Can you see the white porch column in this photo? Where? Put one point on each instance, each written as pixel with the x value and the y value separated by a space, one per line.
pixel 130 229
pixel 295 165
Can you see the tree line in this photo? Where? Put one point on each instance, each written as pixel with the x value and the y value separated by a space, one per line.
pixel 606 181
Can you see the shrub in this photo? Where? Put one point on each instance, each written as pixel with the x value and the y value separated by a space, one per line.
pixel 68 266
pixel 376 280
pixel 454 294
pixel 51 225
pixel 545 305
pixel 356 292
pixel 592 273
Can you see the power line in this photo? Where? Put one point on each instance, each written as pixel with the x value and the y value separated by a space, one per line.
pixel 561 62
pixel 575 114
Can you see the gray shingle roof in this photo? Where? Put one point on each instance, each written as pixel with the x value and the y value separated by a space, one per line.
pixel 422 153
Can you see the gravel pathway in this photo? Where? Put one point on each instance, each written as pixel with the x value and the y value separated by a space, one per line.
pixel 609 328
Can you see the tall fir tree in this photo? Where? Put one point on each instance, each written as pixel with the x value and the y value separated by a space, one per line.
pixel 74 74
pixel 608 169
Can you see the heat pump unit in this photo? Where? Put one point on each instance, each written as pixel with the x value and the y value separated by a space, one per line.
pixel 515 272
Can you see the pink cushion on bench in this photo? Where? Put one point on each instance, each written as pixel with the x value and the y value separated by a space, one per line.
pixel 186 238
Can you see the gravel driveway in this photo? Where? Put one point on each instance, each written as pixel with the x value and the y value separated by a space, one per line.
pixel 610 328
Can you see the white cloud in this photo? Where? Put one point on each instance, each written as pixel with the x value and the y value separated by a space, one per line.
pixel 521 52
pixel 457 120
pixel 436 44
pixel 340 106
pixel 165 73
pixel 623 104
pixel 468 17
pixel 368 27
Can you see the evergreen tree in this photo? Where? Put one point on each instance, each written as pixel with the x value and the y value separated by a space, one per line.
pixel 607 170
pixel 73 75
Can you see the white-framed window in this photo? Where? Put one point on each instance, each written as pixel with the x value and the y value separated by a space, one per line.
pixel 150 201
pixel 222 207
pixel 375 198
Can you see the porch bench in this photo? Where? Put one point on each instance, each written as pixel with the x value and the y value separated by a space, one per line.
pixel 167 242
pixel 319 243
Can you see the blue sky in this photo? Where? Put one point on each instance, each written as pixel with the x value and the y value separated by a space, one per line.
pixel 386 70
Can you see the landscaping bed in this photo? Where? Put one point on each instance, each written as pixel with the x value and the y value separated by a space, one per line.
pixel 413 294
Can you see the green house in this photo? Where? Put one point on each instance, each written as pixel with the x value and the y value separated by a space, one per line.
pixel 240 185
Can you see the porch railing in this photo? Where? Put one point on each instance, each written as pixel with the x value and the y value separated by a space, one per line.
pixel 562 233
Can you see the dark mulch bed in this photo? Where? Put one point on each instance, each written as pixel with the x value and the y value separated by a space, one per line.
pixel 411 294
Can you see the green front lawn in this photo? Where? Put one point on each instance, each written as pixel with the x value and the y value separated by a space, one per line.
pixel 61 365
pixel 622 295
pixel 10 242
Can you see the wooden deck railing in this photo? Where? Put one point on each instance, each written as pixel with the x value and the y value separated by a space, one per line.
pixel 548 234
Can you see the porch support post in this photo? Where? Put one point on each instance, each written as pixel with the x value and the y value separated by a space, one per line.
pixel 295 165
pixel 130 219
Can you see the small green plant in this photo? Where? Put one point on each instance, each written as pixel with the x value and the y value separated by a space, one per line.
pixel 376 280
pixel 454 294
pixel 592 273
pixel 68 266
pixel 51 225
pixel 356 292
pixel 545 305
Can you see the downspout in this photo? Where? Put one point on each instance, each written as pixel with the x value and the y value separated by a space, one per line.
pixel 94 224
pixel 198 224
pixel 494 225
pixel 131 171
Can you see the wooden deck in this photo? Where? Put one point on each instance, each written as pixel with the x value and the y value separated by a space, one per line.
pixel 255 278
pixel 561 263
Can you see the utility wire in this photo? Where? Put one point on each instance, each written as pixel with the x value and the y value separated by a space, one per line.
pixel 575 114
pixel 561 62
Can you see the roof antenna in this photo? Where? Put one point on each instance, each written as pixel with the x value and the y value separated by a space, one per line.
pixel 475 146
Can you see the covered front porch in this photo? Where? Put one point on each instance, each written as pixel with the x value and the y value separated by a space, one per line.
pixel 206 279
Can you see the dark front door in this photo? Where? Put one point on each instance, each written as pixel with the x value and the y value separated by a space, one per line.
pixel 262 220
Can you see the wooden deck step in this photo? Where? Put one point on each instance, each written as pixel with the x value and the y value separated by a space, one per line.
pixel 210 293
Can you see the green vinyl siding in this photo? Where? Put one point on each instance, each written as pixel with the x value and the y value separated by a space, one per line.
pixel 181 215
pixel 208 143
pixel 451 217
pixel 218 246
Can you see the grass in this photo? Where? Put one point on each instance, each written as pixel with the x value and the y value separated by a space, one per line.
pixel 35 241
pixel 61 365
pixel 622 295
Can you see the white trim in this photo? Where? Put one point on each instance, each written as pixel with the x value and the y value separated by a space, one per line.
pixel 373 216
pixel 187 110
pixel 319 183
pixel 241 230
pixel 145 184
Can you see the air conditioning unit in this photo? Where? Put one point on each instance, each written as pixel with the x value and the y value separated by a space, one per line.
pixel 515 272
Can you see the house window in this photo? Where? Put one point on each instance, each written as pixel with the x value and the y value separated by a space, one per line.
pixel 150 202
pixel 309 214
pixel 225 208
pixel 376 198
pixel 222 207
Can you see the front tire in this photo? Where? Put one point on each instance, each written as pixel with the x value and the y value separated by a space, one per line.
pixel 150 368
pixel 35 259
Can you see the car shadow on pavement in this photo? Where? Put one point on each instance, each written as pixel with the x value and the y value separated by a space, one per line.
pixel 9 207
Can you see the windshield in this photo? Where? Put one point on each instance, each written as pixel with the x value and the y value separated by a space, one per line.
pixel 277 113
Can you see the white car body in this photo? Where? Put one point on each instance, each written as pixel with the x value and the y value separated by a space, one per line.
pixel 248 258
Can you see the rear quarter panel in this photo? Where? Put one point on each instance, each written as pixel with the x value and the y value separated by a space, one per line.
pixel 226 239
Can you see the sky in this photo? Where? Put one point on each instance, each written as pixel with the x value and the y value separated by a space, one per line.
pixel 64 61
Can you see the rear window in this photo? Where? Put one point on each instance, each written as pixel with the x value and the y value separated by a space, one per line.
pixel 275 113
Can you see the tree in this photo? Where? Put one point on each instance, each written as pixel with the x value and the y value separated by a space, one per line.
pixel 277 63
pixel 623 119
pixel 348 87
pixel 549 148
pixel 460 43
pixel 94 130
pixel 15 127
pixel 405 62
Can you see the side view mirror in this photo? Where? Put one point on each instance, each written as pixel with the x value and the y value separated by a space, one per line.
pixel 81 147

● ● ●

**Stated exercise:** Copy the material above word for word, everything from the line containing "Can you see the wooden deck in" down to the line containing "pixel 475 146", with both of those lines included.

**Exercise answer:**
Can you see the wooden deck in this photo? Where? Put one point on each instance, each written as pixel with the x value and the y value separated by a space, one per line.
pixel 255 278
pixel 561 263
Can you see the utility wire in this photo? Where? Put one point on each instance, each written as pixel with the x value and the y value separated by a space, one per line.
pixel 575 114
pixel 561 62
Can you see the roof antenna in this photo? Where? Put one point on each instance, each written as pixel with the x value and the y value separated by a space, one per line.
pixel 475 146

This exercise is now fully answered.